### Short exercise
Pick out every line in the records below that contains the word "plant", and copy each of those lines. Matching is case-sensitive.

(Excerpts of labeled region data)
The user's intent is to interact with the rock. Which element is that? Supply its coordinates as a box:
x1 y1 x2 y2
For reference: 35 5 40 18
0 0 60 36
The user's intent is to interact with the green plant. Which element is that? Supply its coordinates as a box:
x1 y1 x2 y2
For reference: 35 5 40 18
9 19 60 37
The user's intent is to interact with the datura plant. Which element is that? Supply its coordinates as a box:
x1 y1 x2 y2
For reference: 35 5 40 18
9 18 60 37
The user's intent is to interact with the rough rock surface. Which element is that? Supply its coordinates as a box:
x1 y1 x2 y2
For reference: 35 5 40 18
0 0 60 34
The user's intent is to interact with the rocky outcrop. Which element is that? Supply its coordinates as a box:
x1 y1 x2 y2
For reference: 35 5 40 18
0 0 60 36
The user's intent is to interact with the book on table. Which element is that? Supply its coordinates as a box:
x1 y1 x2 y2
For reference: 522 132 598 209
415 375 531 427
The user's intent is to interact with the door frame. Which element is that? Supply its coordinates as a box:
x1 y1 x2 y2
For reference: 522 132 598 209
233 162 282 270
--
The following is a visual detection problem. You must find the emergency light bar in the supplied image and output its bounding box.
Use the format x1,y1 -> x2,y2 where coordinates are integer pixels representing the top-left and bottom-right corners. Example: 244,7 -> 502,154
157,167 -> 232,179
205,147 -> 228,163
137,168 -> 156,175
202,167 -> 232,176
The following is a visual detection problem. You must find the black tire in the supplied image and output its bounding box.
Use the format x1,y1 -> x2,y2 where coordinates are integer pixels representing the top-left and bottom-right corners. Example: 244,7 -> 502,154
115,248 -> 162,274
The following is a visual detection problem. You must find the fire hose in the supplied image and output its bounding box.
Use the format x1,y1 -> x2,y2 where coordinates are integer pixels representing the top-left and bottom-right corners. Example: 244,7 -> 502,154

### Response
The user's intent is to interact with the green plant. Which element is that? Supply its coordinates as a box:
The user's intent is to interact with the datura plant. Which element is that? Supply its coordinates as a box:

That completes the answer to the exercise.